Next time the bulb burns out, I recommend a 6500k bulb. They are considered "daylight" bulb. I wouldn't suggest the "GE" "Aquarium plant" bulb. It is only about 3500k. If you can find them, the Glo bulbs are great, but locally I can only find them in T5. The "Ultra Sun" bulbs from Zoo Med are about $14.99 at petco. I wouldn't suggest any 10,000 kalvin or atnic bulbs.

Your tank is much smaller than mine. I have a 29 gallon tank which is 18 inches high with the same bulb. Needless to say mine wasn't cutting the cake since my tank is taller. I decided on going with a dual T5 Normal Output bulb (available at petsmart) since I couldn't find any dual T8 fixtures (Aqueon stopped making them). I am starting to get growth .. even some algae  but my tank is new so some algae is normal. It hasn't settled yet.


----------



## meamea568

Okay thanks! Should I just get a couple of java ferns then or are there other low-light plants I can get with my lighting?


----------



## Canadian Fish

meamea568 said:


> Okay thanks! Should I just get a couple of java ferns then or are there other low-light plants I can get with my lighting?


I have a bunch of different low light plants. Unfortunately I don't know what half of them are, as I just ask the girl at the LFS to show me the low light options.

▬▬▬▬▬▬▬▬▬▬

■ **Your tasks**
A) In the aquarium lighting thread, why did the writer move to a dual T5 Normal Output fixture? Answer in one to three sentences.
B) Extend the aquarium lighting thread, picking up right after its last sentence.

▬▬▬▬▬▬▬▬▬▬

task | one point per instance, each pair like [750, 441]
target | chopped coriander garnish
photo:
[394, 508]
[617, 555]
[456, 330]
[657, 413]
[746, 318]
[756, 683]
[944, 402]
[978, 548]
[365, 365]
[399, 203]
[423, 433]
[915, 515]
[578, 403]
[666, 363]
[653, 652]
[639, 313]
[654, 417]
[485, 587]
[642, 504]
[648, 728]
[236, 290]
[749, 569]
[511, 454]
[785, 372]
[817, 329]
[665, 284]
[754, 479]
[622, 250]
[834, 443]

▬▬▬▬▬▬▬▬▬▬

■ **Answers provided**
A) The writer's single bulb wasn't enough for their 29 gallon tank, which is 18 inches high and taller than the other tank. They picked the dual T5 Normal Output bulb because they couldn't find any dual T8 fixtures, since Aqueon stopped making them.

B)
The ones on the left in the last picture are fake. I am gradually replacing all my fake plants. 
As you can see, there is a ton of variety. These plants are all growing in low light. I'm sure someone here can name many, and I would think if you ask at the store where you're purchasing them, they can steer you toward low light options.


----------



## Aurie

Java fern. Crypt wentii green. Anarachis. Floating hornwart. All good choices that I have had. I'd stay away from bushy plants like cambomba they will shed lots. Oh wisteria is good too. Now that you know you are in low light you can Google low light plants and get more ideas. There are lots.


----------



## Nilet699

Aurie said:


> I'd stay away from bushy plants like cambomba they will shed lots.


I have quite a few of these at around 60 cm tall. TBH they are actually starting to be a PITA as they do shed quite a bit. Im seriously considering replacing them tbh in the future. That and one of them became my first victim today- as in a fish has nailed one at around 40 cm.....i just cant work out who yet! :evil:


----------



## meamea568

Okay! If anything, I'll probably go with some anarachis, wisteria, java ferns, crypt wentiis, and mirco swords, but I'll just go to my lfs and see what they have.


----------



## Nilet699

meamea568 said:


> Okay! If anything, I'll probably go with some anarachis, wisteria, java ferns, crypt wentiis, and mirco swords, but I'll just go to my lfs and see what they have.


haha this game annoys me endlessly! they will no doubt have NONE of the plants you want!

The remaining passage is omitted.